# Exercise brief:
Write out the data below again with "single dot" replaced by "single point" and everything else unchanged. Leave the pictures out.

# Stored data:
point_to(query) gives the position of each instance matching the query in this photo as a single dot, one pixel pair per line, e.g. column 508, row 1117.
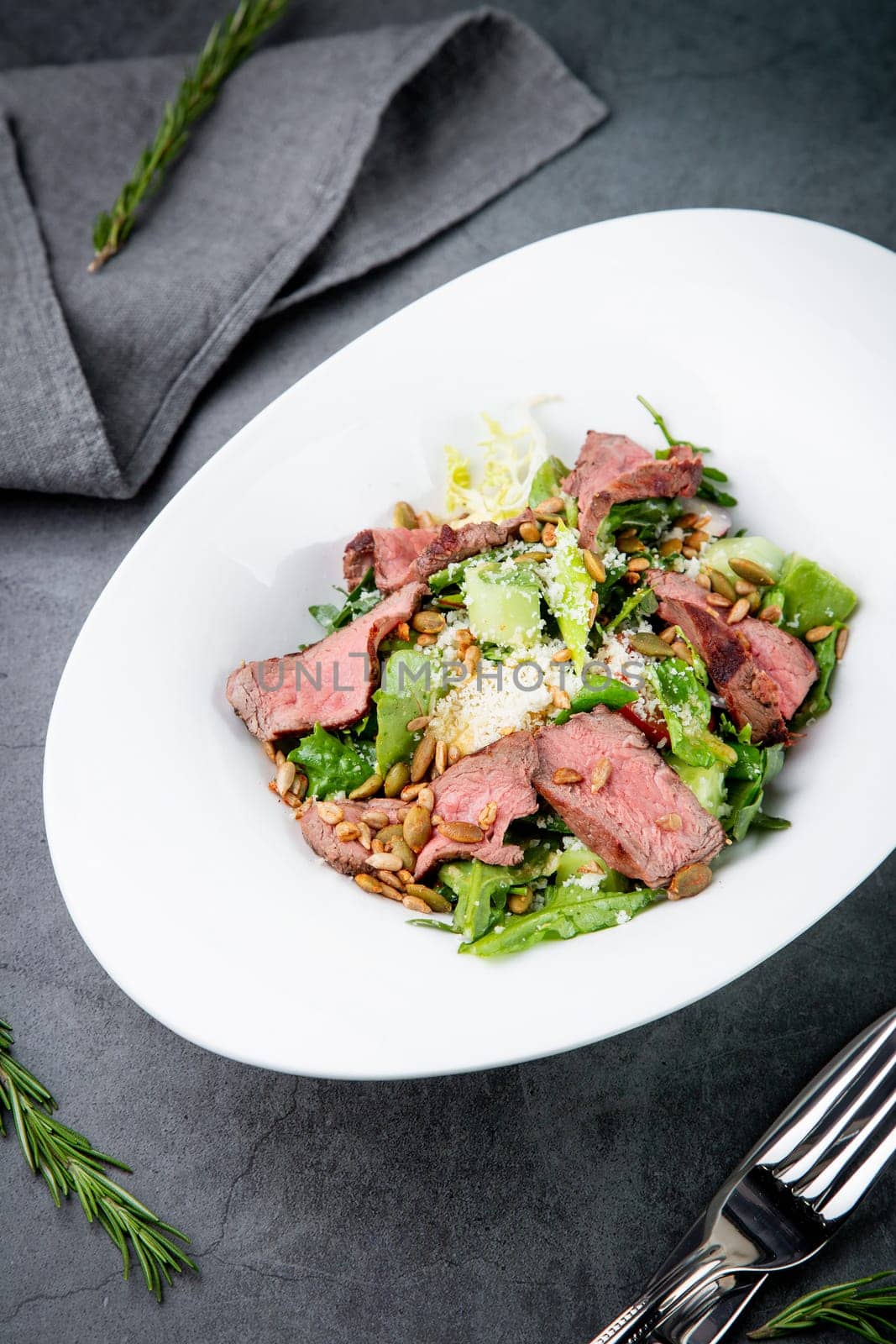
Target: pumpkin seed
column 689, row 880
column 463, row 832
column 396, row 780
column 434, row 900
column 594, row 564
column 418, row 827
column 385, row 860
column 520, row 902
column 651, row 645
column 403, row 515
column 671, row 546
column 840, row 644
column 423, row 756
column 429, row 622
column 721, row 584
column 371, row 786
column 369, row 884
column 752, row 573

# Problem solution:
point_to(query) gives the position of each instance matching the query in this photo as a single point, one pixel pair per line, e.g. column 508, row 1117.
Target: pumpkin seed
column 689, row 880
column 463, row 832
column 396, row 780
column 434, row 900
column 594, row 564
column 418, row 827
column 385, row 860
column 520, row 902
column 651, row 645
column 403, row 515
column 671, row 546
column 840, row 644
column 423, row 756
column 429, row 622
column 721, row 584
column 371, row 786
column 369, row 884
column 752, row 573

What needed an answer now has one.